▶ _SELECTED EXCERPT_
Key Experimental Results

Main Results: Synthetic Dataset 1 (Linear Model, 3 Subgroups, 15 Features)

Method Budget=5 Group A MSE Group B MSE Group C MSE Budget=10 Worst-Group
Ours Lowest Balanced Balanced Tied for best
DRO-Lasso Moderate Moderate Good Second best
DRO-XGBoost Good Moderate Good Tied with Ours
Vanilla Lasso Poor Poor Best Poor
Embedded MLP Poor Poor Poor Poor

Main Results: Real-World Dataset ACS (Income Prediction, 3 States)

Method CA MSE↓ FL MSE↓ NY MSE↓ CA R²↑ FL R²↑ NY R²↑
Ours Lowest (order-of-magnitude lead) Lowest Lowest Highest Highest Highest
DRO-XGBoost High High High Low Low Low
DRO-Lasso Moderate Moderate Moderate Moderate Moderate Moderate

Ablation Study: Method Property Comparison

Property Ours Lasso DRO-Lasso XGBoost DRO-XGB Embedded MLP
Model-Agnostic ✗ (linear) ✗ (linear) ✗ (tree) ✗ (tree) ✗ (MLP)
Distributionally Robust
Handles Nonlinearity
Low Variance Medium Medium High High High

Key Findings

  • On the ACS dataset, the proposed method achieves MSE one order of magnitude lower than all baselines, with substantially higher R² as well.

▶ _COMPLETE THE FOLLOWING_
[a] List every method compared in the Synthetic Dataset 1 table of the experimental results.
[b] According to the key findings in the experimental results, by how much does the proposed method's MSE on the ACS dataset fall below that of all baselines?

▶ _RECORDS_
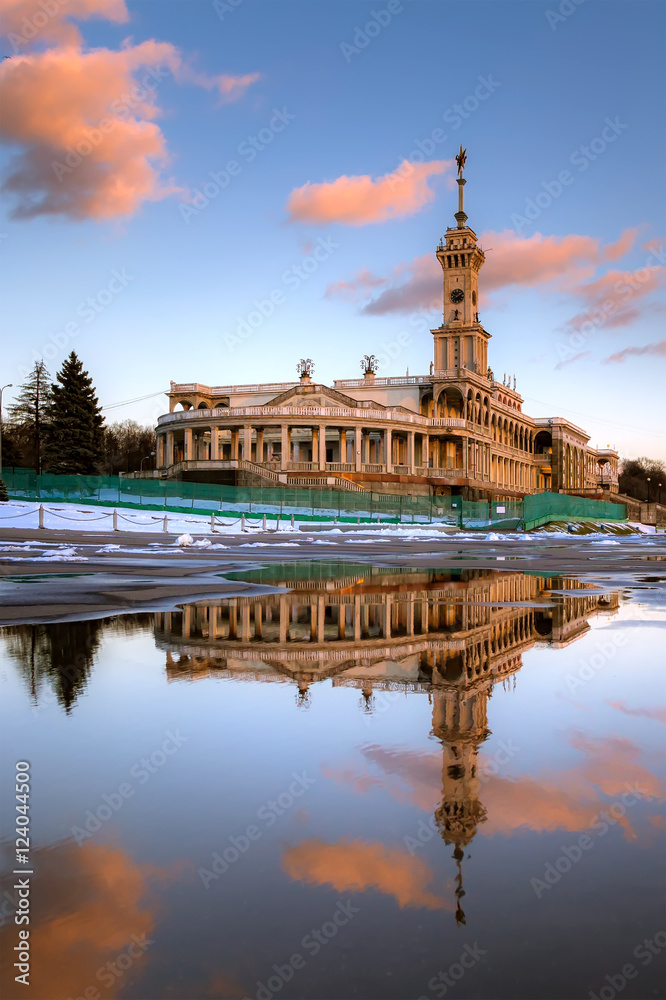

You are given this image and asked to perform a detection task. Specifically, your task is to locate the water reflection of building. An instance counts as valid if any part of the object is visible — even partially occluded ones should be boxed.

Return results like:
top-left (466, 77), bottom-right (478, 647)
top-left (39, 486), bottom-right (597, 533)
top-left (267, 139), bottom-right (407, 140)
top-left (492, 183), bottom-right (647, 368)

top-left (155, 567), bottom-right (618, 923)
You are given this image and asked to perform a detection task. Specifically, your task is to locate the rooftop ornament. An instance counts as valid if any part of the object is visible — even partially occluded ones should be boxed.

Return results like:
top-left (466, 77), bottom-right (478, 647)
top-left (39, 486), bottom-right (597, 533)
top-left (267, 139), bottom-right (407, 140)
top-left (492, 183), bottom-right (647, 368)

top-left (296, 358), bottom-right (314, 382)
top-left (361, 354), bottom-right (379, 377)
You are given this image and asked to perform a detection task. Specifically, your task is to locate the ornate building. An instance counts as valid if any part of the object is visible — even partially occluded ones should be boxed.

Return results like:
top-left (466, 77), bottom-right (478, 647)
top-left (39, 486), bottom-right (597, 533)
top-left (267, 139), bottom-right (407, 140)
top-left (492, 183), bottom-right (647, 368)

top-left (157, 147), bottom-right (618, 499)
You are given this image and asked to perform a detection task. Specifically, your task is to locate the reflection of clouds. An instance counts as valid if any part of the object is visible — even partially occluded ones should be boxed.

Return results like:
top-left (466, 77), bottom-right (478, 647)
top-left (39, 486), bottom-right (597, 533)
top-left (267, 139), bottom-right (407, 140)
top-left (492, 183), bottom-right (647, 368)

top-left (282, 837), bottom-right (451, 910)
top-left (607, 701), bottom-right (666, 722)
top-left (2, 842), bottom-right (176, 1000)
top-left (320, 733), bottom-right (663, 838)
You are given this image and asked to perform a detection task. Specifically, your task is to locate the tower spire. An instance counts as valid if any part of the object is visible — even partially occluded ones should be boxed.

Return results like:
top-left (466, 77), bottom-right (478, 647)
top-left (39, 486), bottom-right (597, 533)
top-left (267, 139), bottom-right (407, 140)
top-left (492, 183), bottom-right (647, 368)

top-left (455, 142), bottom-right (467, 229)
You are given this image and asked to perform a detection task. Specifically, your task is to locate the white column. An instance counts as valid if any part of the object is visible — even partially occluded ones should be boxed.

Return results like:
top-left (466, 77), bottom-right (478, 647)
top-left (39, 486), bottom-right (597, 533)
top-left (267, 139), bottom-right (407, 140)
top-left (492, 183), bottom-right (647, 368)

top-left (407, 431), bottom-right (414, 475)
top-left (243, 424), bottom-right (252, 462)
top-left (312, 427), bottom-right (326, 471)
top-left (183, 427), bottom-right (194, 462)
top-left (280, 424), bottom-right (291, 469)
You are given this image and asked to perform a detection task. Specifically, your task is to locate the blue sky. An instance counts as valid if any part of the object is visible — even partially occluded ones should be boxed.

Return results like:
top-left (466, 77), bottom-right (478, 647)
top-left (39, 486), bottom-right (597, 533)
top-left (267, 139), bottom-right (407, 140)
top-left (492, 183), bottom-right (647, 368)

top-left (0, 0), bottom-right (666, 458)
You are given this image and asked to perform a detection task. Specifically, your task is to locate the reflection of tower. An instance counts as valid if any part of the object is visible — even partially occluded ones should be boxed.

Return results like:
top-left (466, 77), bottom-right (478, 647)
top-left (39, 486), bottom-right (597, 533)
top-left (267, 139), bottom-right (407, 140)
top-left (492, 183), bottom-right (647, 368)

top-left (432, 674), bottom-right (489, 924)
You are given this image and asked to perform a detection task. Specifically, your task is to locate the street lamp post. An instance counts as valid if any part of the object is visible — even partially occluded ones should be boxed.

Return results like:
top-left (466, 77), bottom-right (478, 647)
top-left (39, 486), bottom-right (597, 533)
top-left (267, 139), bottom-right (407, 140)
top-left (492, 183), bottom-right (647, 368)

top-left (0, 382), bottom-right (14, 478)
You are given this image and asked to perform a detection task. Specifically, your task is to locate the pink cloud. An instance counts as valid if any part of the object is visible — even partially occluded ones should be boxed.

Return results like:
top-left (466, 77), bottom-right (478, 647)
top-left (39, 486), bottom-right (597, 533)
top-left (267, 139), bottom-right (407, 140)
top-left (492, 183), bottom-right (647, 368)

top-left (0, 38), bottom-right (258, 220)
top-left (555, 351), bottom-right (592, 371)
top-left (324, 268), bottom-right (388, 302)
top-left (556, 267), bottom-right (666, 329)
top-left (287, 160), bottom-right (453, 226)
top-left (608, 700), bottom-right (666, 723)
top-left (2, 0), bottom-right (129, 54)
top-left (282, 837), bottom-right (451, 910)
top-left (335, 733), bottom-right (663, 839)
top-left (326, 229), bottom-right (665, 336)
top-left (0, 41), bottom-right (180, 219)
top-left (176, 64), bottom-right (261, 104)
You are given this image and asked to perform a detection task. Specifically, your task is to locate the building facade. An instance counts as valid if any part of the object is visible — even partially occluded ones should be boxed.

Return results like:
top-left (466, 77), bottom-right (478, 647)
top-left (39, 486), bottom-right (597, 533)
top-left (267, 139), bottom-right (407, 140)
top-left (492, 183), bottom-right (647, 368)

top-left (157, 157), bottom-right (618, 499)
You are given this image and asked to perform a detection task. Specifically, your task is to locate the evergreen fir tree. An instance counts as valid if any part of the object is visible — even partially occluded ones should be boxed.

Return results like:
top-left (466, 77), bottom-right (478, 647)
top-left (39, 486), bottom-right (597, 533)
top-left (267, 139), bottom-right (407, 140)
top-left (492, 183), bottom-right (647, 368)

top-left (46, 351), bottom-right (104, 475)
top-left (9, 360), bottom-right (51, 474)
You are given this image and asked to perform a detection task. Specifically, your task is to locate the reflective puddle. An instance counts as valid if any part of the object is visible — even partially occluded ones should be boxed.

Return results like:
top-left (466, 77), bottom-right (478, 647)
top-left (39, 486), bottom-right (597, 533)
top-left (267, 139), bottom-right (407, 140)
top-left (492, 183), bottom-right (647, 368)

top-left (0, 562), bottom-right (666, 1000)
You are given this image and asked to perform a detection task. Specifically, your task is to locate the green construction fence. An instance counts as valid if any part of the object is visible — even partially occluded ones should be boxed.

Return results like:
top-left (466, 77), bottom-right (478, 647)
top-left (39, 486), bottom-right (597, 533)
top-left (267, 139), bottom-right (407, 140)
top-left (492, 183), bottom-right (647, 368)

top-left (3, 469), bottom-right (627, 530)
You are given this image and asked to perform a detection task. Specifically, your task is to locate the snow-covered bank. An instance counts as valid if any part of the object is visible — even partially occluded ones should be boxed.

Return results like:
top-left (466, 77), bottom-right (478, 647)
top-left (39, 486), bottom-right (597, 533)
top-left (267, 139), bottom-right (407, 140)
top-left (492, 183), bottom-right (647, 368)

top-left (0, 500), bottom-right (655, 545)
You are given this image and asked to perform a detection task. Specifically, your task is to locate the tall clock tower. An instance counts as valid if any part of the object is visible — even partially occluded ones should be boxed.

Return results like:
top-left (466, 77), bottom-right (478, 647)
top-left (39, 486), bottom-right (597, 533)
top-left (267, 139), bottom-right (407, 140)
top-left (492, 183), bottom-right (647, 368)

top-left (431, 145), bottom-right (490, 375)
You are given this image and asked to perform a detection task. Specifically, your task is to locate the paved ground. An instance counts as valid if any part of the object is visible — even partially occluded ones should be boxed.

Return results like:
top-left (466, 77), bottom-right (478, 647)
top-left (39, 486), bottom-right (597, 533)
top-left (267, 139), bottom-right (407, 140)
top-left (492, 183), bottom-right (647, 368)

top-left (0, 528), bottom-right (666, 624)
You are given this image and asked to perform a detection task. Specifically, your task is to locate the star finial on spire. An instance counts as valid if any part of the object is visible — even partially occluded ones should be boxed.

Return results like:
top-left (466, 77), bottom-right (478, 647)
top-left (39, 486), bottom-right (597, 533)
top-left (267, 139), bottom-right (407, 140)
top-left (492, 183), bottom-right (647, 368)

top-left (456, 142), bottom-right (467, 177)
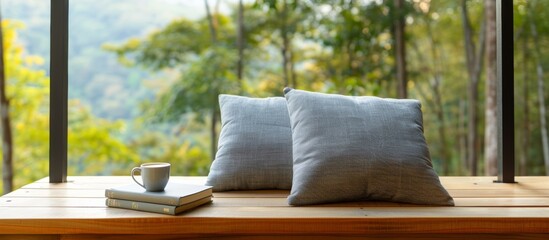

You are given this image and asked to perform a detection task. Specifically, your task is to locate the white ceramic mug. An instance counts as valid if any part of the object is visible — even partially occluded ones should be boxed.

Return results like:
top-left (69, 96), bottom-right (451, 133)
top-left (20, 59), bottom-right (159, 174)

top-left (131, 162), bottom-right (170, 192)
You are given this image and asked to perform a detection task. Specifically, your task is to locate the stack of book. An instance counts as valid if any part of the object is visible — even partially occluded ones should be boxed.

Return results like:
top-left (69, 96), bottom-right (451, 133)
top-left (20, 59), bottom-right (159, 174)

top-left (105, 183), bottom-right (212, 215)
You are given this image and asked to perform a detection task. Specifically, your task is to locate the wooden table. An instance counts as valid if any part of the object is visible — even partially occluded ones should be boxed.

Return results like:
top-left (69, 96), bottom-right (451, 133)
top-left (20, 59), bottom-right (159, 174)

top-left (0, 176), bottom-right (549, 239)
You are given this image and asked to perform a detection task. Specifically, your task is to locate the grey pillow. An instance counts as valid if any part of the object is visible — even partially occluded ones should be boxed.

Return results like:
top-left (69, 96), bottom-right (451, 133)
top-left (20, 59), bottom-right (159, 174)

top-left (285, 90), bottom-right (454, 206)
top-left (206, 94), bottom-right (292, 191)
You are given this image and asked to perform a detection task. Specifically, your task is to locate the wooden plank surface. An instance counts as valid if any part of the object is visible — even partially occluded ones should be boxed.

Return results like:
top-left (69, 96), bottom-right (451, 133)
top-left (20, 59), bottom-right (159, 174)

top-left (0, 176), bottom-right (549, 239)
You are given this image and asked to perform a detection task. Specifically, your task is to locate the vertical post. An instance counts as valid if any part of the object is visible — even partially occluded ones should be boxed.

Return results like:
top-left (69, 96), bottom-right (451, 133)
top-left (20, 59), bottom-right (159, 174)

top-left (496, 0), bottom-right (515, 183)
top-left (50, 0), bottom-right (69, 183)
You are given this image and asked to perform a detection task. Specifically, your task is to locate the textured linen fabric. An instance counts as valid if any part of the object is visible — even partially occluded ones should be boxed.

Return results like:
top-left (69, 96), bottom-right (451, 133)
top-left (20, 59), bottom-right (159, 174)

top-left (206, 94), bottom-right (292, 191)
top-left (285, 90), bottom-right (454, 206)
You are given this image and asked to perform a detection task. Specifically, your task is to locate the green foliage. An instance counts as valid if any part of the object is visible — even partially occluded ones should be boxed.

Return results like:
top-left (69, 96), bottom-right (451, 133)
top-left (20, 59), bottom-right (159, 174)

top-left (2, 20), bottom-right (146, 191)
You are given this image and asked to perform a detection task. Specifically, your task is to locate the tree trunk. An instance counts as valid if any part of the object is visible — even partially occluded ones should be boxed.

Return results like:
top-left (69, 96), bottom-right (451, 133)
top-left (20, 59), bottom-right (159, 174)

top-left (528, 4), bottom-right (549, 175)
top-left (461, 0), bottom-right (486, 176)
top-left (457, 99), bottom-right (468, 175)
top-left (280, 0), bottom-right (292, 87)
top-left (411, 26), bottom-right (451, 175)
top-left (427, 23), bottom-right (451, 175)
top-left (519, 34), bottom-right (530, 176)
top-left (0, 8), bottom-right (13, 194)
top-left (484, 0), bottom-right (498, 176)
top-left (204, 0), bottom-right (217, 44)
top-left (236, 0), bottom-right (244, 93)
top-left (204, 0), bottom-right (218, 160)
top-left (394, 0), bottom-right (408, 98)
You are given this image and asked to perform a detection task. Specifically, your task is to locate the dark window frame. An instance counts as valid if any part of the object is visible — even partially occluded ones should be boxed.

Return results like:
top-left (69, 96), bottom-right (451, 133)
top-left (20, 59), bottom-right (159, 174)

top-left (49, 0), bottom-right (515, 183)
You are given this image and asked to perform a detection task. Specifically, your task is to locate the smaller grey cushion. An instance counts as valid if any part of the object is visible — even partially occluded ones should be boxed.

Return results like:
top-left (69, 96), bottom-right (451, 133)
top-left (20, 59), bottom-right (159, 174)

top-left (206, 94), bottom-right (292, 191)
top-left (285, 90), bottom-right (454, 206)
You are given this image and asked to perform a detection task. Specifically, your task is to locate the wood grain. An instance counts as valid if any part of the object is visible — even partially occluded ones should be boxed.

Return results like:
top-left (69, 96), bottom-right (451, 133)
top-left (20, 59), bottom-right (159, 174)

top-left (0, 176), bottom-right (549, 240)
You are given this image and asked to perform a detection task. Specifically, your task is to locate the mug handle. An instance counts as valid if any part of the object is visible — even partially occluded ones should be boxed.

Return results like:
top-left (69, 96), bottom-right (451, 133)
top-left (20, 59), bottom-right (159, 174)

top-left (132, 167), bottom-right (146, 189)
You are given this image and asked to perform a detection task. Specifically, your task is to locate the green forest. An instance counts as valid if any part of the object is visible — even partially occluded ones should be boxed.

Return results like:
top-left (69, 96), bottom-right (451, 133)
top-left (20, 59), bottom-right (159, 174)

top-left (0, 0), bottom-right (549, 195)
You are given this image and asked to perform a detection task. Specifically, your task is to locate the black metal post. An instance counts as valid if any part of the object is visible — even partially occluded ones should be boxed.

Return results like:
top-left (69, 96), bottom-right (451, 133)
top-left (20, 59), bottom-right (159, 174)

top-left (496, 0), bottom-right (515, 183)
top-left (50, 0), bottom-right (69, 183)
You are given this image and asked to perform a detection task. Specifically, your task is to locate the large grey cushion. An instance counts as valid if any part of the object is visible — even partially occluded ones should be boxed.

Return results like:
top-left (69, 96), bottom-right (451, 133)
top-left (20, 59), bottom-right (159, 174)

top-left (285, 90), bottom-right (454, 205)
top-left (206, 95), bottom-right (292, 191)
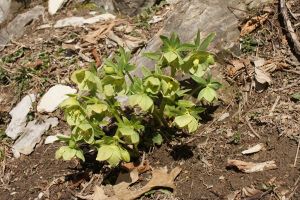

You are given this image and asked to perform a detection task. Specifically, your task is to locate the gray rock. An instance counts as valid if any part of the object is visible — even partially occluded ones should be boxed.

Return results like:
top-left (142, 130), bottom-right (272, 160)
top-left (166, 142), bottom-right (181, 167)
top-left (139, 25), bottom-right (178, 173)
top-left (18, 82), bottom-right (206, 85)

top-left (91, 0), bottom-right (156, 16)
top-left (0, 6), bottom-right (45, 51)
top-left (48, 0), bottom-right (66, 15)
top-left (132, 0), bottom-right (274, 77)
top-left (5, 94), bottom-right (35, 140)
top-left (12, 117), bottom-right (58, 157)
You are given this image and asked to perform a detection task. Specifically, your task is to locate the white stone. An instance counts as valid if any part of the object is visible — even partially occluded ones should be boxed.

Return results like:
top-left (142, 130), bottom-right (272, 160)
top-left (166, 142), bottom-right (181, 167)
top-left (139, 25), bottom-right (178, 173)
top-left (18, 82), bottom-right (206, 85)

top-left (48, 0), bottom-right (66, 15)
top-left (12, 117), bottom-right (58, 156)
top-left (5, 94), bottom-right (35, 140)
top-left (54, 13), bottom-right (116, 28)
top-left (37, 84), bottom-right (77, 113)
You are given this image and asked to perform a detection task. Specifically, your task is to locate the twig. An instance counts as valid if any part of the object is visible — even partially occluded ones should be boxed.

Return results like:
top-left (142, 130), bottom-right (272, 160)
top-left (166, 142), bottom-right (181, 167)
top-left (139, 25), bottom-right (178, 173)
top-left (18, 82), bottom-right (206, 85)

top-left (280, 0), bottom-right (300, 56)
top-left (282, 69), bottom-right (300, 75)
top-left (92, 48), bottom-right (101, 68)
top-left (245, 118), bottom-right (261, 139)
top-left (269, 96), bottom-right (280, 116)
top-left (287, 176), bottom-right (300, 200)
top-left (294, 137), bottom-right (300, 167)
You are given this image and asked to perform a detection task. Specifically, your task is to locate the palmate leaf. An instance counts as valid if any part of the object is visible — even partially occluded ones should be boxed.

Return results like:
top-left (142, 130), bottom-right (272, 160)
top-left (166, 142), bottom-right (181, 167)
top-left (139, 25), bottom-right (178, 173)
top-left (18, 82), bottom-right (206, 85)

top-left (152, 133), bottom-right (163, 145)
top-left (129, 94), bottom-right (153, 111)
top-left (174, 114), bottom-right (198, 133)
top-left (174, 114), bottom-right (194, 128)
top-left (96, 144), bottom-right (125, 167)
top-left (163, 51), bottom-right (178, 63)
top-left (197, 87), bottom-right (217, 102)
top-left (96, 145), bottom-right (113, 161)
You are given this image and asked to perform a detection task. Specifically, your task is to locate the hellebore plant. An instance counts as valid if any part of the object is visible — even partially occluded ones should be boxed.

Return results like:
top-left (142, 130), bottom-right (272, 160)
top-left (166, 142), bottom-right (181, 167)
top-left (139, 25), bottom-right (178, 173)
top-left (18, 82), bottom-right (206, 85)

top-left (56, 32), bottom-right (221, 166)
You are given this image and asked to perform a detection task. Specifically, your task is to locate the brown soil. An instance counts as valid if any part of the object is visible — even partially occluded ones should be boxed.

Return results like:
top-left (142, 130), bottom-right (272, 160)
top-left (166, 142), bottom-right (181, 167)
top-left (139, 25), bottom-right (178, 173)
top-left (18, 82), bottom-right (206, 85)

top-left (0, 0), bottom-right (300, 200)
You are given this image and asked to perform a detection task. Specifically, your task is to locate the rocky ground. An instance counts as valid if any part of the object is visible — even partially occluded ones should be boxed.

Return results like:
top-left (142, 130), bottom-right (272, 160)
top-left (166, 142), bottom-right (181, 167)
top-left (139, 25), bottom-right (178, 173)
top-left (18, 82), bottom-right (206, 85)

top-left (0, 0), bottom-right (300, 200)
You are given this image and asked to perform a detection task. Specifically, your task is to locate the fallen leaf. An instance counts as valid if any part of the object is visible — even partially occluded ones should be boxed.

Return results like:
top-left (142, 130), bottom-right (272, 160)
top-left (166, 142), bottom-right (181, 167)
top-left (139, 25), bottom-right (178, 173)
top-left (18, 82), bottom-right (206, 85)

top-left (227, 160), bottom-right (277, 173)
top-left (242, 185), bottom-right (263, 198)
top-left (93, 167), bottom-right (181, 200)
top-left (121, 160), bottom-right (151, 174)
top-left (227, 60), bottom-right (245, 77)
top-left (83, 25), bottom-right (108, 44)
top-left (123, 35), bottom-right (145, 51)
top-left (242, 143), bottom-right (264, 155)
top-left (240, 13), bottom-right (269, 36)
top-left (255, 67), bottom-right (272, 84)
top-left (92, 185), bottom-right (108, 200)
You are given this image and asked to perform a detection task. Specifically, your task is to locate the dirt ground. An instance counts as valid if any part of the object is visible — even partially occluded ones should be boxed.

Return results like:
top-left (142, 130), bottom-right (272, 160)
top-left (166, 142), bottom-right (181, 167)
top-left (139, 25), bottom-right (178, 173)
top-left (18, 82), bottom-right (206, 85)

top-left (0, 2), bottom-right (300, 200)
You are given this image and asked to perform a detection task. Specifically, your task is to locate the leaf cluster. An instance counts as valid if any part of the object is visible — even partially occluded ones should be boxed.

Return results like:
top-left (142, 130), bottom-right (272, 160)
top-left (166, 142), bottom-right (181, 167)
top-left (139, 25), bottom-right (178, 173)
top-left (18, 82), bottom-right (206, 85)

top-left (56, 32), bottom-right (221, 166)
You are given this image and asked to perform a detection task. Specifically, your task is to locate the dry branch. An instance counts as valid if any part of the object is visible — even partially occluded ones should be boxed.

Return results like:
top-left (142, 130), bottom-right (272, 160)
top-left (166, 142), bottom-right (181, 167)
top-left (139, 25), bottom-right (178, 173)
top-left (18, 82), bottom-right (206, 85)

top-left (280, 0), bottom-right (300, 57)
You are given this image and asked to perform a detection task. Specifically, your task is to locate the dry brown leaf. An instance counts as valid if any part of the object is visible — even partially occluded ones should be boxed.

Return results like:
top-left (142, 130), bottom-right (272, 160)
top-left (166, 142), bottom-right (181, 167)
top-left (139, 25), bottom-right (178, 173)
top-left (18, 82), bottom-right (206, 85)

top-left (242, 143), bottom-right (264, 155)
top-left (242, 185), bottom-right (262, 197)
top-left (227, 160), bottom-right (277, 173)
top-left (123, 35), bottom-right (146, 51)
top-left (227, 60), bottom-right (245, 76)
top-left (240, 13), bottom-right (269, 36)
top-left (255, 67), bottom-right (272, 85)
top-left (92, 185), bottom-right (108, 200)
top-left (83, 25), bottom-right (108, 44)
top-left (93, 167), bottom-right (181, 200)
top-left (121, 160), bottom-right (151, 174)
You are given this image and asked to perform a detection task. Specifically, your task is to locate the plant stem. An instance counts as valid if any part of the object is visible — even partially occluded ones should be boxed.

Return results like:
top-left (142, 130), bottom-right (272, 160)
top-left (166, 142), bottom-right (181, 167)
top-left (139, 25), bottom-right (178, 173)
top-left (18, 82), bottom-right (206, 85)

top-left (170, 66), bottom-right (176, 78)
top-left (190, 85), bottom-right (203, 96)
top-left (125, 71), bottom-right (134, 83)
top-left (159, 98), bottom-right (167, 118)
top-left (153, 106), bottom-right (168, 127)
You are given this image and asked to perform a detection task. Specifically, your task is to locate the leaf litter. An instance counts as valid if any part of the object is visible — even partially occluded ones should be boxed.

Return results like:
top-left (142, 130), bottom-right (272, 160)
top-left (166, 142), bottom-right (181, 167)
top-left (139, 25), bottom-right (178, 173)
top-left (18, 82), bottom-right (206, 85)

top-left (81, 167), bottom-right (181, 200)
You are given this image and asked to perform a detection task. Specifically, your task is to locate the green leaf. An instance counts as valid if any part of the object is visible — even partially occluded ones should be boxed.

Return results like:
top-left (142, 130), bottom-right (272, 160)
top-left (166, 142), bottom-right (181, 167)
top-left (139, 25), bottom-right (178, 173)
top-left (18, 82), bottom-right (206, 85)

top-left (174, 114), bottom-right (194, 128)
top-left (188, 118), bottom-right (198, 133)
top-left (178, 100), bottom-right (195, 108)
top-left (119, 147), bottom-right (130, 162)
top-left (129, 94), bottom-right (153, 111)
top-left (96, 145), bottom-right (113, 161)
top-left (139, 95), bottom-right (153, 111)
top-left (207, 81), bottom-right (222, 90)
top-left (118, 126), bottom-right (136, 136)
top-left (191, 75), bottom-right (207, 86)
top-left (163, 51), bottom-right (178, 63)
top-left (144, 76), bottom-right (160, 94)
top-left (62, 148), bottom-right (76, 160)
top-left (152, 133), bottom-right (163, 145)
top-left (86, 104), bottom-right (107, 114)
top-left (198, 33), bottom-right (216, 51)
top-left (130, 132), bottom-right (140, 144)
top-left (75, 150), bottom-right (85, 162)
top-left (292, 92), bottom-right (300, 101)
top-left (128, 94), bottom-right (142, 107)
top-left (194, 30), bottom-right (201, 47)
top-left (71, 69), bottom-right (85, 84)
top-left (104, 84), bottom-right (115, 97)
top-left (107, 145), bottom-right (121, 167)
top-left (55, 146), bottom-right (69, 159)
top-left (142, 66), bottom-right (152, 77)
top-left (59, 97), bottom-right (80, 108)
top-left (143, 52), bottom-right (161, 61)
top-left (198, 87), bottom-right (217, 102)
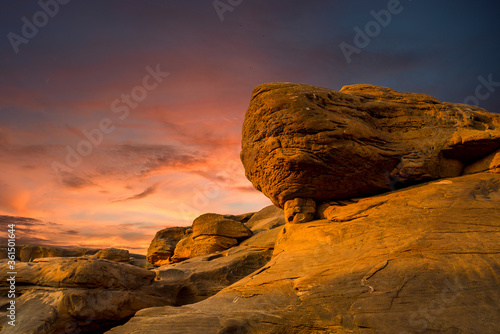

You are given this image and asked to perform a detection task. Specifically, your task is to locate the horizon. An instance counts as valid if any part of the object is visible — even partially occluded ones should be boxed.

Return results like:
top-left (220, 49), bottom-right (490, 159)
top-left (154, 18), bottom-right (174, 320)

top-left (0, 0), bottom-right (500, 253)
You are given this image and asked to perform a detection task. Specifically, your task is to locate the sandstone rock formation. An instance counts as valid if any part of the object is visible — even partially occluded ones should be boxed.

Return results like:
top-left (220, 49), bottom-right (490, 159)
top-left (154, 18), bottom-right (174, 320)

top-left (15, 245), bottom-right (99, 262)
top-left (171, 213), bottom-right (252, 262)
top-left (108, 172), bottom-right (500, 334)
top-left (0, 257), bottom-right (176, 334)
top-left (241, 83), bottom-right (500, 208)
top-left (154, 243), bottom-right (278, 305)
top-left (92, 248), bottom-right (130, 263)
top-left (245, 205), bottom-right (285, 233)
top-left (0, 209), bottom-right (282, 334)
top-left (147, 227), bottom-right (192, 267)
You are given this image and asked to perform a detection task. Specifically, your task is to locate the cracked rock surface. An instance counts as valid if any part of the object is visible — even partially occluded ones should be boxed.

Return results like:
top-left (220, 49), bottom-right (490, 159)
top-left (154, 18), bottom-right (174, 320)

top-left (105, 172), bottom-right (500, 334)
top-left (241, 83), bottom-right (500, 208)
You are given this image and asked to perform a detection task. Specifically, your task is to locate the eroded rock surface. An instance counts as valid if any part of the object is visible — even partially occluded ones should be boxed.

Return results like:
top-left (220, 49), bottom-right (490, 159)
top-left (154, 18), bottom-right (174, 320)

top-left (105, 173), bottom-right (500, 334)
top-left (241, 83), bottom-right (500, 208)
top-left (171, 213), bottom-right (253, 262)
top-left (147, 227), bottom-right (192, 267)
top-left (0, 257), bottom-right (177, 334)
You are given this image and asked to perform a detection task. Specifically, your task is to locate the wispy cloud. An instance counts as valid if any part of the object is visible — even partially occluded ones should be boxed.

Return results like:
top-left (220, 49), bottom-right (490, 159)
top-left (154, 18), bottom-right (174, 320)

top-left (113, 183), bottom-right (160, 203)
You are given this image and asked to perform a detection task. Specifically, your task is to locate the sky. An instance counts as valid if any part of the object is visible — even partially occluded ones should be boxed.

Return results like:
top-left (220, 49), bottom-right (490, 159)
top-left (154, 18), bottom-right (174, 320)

▶ _LIST OF SOLUTIONS_
[a] Ours, DRO-Lasso, DRO-XGBoost, Vanilla Lasso, Embedded MLP

[b] By one order of magnitude.